== INFORMATION SUPPLIED

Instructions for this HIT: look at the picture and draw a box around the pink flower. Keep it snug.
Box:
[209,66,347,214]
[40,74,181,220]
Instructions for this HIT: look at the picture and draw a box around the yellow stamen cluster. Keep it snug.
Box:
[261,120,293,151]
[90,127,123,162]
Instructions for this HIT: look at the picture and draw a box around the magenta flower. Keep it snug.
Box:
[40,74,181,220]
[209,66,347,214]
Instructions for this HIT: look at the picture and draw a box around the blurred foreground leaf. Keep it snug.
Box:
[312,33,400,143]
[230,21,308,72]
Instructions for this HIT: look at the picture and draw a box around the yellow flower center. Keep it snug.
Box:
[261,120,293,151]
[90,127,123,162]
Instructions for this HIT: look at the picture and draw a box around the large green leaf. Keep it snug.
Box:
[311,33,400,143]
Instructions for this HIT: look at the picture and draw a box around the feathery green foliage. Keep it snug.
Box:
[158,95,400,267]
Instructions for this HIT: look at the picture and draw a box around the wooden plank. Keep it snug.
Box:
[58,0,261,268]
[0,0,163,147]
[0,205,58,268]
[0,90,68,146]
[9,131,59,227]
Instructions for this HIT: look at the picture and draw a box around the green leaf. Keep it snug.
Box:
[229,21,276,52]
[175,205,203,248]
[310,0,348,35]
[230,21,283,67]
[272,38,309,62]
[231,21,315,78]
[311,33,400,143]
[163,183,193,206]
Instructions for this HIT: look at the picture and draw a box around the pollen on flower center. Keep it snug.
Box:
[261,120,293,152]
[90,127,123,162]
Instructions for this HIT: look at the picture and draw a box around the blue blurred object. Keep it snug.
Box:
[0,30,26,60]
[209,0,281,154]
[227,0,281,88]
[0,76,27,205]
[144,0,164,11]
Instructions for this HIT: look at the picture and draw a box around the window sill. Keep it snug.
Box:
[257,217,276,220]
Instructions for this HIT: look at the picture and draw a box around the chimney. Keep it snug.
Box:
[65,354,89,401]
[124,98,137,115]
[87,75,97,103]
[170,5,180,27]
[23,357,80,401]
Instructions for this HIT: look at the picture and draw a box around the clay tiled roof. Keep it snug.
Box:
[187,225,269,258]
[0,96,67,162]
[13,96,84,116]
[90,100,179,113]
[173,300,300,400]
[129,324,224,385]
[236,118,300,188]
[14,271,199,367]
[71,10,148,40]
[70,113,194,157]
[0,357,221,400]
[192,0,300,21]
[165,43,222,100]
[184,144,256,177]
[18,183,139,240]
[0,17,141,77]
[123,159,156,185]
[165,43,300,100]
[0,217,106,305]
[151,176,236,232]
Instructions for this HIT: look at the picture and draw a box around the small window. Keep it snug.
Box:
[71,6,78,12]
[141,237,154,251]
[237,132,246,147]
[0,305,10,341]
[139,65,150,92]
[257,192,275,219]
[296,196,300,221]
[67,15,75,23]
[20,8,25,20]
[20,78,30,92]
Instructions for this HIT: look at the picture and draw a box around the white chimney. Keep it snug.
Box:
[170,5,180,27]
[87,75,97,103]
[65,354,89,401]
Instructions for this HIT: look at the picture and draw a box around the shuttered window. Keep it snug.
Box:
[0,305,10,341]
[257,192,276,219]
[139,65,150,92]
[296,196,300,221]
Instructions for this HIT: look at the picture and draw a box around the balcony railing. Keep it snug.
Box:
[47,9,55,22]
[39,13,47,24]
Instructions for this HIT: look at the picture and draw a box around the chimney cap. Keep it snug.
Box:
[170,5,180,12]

====

PROBLEM DETAILS:
All the records, from the first line to the last: repeat them exactly.

RESPONSE TO THIS EXERCISE:
Instructions for this HIT: look at the picture and draw a box around the pink flower. Keep it snug.
Box:
[209,66,347,214]
[40,74,181,220]
Instructions for this HIT: look at the picture and draw a box around the yellow stamen cluster. Keep it snug.
Box:
[261,120,293,151]
[90,127,123,162]
Instructions for this HIT: look at the picture and draw a box around the magenta flower. Keep it snug.
Box:
[40,74,181,220]
[209,66,347,214]
Instructions for this HIT: look at the picture and draw a box around the blurred foreground leaf. Keep it snug.
Box:
[312,33,400,143]
[230,21,308,72]
Instructions for this HIT: look at the picture and draw a box around the yellow flower center. Keep it snug.
Box:
[261,120,293,151]
[90,127,123,162]
Instructions for this HIT: look at the picture and draw a box around the large green leaf. Keep it snug.
Box:
[311,33,400,143]
Instructions for this HIT: look at the picture and draw a box around the feathery green foliage. Keep it snug.
Box:
[158,95,400,267]
Instructions for this HIT: look at the picture and draw a box around the wooden plank. Keep it snug.
Box:
[58,0,261,268]
[0,0,163,147]
[0,205,58,268]
[0,90,68,146]
[9,131,59,227]
Instructions for this HIT: look at the picture and draw a box around the green leaf. Keep it snug.
Box:
[229,21,276,52]
[175,205,203,248]
[310,0,348,35]
[230,21,283,67]
[272,38,309,62]
[231,21,315,78]
[311,33,400,143]
[163,183,193,206]
Instructions for this HIT: look at the picture and draw a box around the pollen on flower center. Keep it snug.
Box:
[261,120,293,152]
[90,127,123,162]
Instructions for this HIT: look at the picture and draw a box around the blue blurred object. Keep it snug.
Box:
[0,30,26,60]
[209,0,281,154]
[227,0,281,88]
[0,76,27,205]
[144,0,164,11]
Instructions for this HIT: look at the picture and draw a box around the window sill. Keep it snug.
Box:
[257,217,276,220]
Instructions for this HIT: look at the picture and draw a box around the chimney. Keep it snug.
Box:
[65,354,89,401]
[124,98,137,115]
[87,75,97,103]
[170,5,180,27]
[23,357,80,401]
Instructions for this HIT: look at the picture and draw a box around the clay tiled roof. Keep it snug.
Box:
[187,225,269,258]
[0,96,67,162]
[13,96,84,116]
[90,100,179,113]
[173,300,300,400]
[129,324,224,385]
[236,118,300,188]
[14,271,199,367]
[71,10,148,40]
[70,113,194,157]
[0,357,221,400]
[192,0,300,21]
[165,43,222,100]
[184,144,256,177]
[18,183,139,240]
[0,17,141,77]
[123,159,156,185]
[165,43,300,100]
[0,217,106,305]
[151,176,236,232]
Instructions for this HIT: look at the picture and draw a box around the small window. Keep it snug.
Box:
[71,6,78,12]
[141,237,154,251]
[237,132,246,147]
[0,305,10,341]
[139,65,150,92]
[257,192,275,219]
[296,196,300,221]
[67,15,75,23]
[20,8,25,20]
[20,78,30,92]
Instructions for this HIT: look at the picture and draw a box around the white chimney. Keep it snug.
Box:
[170,5,180,27]
[87,75,97,103]
[65,354,89,401]
Instructions for this HIT: look at the picture and draw a box around the shuttered window. Keep it snug.
Box:
[0,305,10,341]
[257,192,276,219]
[139,65,150,92]
[296,196,300,221]
Instructions for this HIT: look at the picture and draw a box around the balcony railing. Keep it snug.
Box:
[47,9,55,22]
[39,13,47,24]
Instructions for this HIT: look at the picture and draw a box around the chimney cap. Keep it snug.
Box:
[170,5,180,12]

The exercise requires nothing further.